(Dataset records)
######
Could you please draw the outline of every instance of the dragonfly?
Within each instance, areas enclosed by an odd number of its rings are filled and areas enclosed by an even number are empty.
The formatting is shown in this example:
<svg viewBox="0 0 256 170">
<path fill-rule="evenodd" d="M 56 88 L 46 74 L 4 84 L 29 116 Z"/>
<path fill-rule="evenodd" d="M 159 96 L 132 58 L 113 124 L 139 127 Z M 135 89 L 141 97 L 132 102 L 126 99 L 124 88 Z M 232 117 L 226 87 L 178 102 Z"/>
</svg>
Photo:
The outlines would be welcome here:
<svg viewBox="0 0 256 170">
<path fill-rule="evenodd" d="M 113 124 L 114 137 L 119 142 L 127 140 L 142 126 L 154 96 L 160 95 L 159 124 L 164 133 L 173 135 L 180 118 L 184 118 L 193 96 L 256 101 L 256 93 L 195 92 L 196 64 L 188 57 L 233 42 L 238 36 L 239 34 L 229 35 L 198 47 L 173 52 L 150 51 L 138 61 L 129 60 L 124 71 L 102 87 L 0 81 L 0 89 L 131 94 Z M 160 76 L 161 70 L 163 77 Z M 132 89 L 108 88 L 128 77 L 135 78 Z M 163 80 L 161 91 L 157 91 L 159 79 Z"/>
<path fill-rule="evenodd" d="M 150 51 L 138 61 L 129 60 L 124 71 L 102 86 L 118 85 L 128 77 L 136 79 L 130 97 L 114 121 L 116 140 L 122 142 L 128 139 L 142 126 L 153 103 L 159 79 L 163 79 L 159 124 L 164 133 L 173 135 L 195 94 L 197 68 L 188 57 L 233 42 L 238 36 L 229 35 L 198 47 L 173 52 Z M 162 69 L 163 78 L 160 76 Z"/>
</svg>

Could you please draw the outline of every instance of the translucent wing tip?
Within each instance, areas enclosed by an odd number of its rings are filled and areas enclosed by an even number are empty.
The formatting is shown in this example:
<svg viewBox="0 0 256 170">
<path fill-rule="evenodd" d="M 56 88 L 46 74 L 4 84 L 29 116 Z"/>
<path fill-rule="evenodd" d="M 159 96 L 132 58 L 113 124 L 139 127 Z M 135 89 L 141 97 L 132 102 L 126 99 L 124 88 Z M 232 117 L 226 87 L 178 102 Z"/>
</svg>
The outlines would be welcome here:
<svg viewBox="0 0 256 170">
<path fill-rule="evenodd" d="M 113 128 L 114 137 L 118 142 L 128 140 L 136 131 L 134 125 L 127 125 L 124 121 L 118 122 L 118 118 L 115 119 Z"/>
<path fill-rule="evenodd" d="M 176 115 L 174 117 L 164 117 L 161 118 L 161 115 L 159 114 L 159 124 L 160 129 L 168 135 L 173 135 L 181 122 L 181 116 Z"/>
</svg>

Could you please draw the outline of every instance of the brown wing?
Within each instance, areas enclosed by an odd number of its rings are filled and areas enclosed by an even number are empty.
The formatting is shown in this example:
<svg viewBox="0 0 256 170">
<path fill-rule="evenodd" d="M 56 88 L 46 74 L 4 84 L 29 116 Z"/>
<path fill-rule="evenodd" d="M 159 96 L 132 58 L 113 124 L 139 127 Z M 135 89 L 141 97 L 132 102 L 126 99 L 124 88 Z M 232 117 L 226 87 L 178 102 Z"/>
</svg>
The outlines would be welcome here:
######
Can you give every line above again, exactly as written?

**The completed task:**
Could you please draw the outline of every instance of the dragonfly?
Within each instance, areas enclosed by an odd number of its rings are filled and areas enclosed by an even number are empty.
The formatting is shown in this example:
<svg viewBox="0 0 256 170">
<path fill-rule="evenodd" d="M 56 88 L 46 74 L 4 84 L 29 116 Z"/>
<path fill-rule="evenodd" d="M 159 96 L 132 58 L 113 124 L 139 127 Z M 135 89 L 141 97 L 132 102 L 126 99 L 124 88 Z M 232 117 L 226 87 L 178 102 Z"/>
</svg>
Photo:
The outlines would be welcome here:
<svg viewBox="0 0 256 170">
<path fill-rule="evenodd" d="M 113 124 L 114 137 L 119 142 L 127 140 L 142 126 L 154 96 L 160 95 L 159 124 L 164 133 L 173 135 L 180 118 L 184 118 L 193 96 L 256 101 L 256 93 L 195 92 L 196 64 L 188 57 L 233 42 L 238 36 L 239 34 L 229 35 L 198 47 L 173 52 L 150 51 L 138 61 L 129 60 L 124 71 L 102 87 L 0 81 L 0 89 L 131 94 Z M 160 76 L 161 70 L 163 77 Z M 132 89 L 108 88 L 128 77 L 135 78 Z M 163 80 L 161 91 L 157 91 L 159 79 Z"/>
<path fill-rule="evenodd" d="M 150 51 L 138 61 L 129 60 L 124 71 L 102 86 L 118 85 L 128 77 L 136 79 L 130 97 L 114 121 L 116 140 L 122 142 L 128 139 L 142 126 L 153 103 L 159 79 L 163 79 L 159 124 L 164 133 L 173 135 L 195 94 L 197 68 L 188 57 L 233 42 L 238 36 L 229 35 L 198 47 L 173 52 Z M 162 69 L 163 78 L 160 76 Z"/>
</svg>

Could you please draw the outline of every instance of the translucent wing tip?
Within each instance, areas enclosed by an odd number of its rings are filled and areas enclosed by an even number are empty.
The formatting is shown in this example:
<svg viewBox="0 0 256 170">
<path fill-rule="evenodd" d="M 56 88 L 46 74 L 4 84 L 29 116 Z"/>
<path fill-rule="evenodd" d="M 159 96 L 132 58 L 113 124 L 139 127 Z M 135 89 L 141 97 L 132 102 L 126 99 L 124 88 Z M 232 117 L 226 87 L 178 102 Z"/>
</svg>
The outlines would be welcome here:
<svg viewBox="0 0 256 170">
<path fill-rule="evenodd" d="M 113 128 L 114 137 L 118 142 L 128 140 L 136 131 L 134 125 L 127 125 L 124 121 L 118 122 L 118 118 L 115 119 Z"/>
<path fill-rule="evenodd" d="M 176 115 L 174 117 L 164 117 L 161 118 L 161 115 L 159 114 L 159 124 L 160 129 L 168 135 L 173 135 L 181 122 L 181 116 Z"/>
</svg>

Could you please draw the outline of every instance of the brown wing?
Within each instance, areas enclosed by an odd number of its rings are filled and areas enclosed by an even number are empty.
The formatting is shown in this example:
<svg viewBox="0 0 256 170">
<path fill-rule="evenodd" d="M 56 88 L 46 74 L 4 84 L 29 116 Z"/>
<path fill-rule="evenodd" d="M 159 96 L 132 58 L 113 124 L 139 127 Z M 135 89 L 141 97 L 132 102 L 126 99 L 124 88 Z M 232 117 L 226 87 L 178 102 Z"/>
</svg>
The outlines would be welcome here:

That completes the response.